**Complete the following**
a) Can you rewrite the part of the essay on money starting at "So what makes" and ending at "up and running.", putting "reserve banks" in place of "central banks"?
b) Does the essay on money agree with each of these statements? (i) The health of the economy is measured in sums of money. (ii) Maslow's hierarchy of needs has been criticized as too complex. (iii) Needs for food and shelter come after the search for fulfilment as a person. Answer yes or no for each, quoting the words that decide it.

**Extracted text**
=== Section Start ===
Our modern economies revolve around money. The health of the economy, in one way or another, is measured in terms of sums of money. When people consider their futures, they think about the money (or lack of it) that will be involved.
So what makes money? We’ll leave aside the trivial answer: mints or central banks and the like, and assume that at least those mechanisms for the creation of the material stuff of money are already up and running.
Fundamentally then, what makes money must be what people value. Or, better, what is valued by the political-economic society in which that money circulates.
This is the view of money sometimes described as as ‘a store of value’ as opposed to money as ‘a medium of exchange’ and other definitions.
In a completely free market and a free society, with no legislation, one could (provided that structures were in place to create money and administer its flow) make money from whatever it is in that society that people value.
Now people’s values change with circumstances. Although criticized in some circles as too simplistic, Maslow’s hierarchy of needs is still a good sketch of what people value at various stages of their personal or collective development. One starts by needing food, then shelter, then certain material goods and so on up to a stage where all physical needs are taken care of and one seeks what one might call realisation or fulfilment as a person. Each of these stages can be monetised and, indeed, we see this clearly in the West with the growth in monetary value of such things as health spas, healing therapies etc.
=== Section End ===
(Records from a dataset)
=== Section Start ===
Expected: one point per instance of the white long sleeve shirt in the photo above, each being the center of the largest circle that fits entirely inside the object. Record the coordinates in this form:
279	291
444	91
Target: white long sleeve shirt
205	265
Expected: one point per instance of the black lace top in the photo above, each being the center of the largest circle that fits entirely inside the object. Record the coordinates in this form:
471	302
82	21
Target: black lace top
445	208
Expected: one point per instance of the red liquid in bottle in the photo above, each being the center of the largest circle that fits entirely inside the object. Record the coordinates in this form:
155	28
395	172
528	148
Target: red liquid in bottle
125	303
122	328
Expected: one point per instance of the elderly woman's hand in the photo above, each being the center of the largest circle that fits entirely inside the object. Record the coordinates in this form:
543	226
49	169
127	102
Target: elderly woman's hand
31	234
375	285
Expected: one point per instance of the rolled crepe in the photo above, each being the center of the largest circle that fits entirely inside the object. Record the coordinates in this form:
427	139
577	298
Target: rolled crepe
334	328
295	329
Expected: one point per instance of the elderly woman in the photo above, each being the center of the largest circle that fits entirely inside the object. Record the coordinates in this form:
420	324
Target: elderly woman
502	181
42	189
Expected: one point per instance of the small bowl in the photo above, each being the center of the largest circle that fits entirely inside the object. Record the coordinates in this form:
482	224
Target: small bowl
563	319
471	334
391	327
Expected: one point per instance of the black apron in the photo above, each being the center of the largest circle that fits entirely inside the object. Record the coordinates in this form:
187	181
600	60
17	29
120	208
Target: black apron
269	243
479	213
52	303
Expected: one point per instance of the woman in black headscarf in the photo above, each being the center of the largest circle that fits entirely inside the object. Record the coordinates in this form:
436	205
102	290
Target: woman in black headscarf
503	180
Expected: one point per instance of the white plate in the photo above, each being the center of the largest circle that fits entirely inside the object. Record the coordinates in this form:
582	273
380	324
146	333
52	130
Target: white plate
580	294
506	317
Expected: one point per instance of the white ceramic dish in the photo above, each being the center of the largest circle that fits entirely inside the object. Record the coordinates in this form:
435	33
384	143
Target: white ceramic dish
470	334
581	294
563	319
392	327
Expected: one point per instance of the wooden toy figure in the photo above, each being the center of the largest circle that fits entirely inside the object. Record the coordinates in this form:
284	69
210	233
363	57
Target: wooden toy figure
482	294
=== Section End ===
**Numbered responses**
a)
So what makes money? We’ll leave aside the trivial answer: mints or reserve banks and the like, and assume that at least those mechanisms for the creation of the material stuff of money are already up and running.

b)
(i) Yes: "The health of the economy, in one way or another, is measured in terms of sums of money."
(ii) No: "criticized in some circles as too simplistic"
(iii) No: "One starts by needing food, then shelter, then certain material goods and so on up to a stage where all physical needs are taken care of and one seeks what one might call realisation or fulfilment as a person."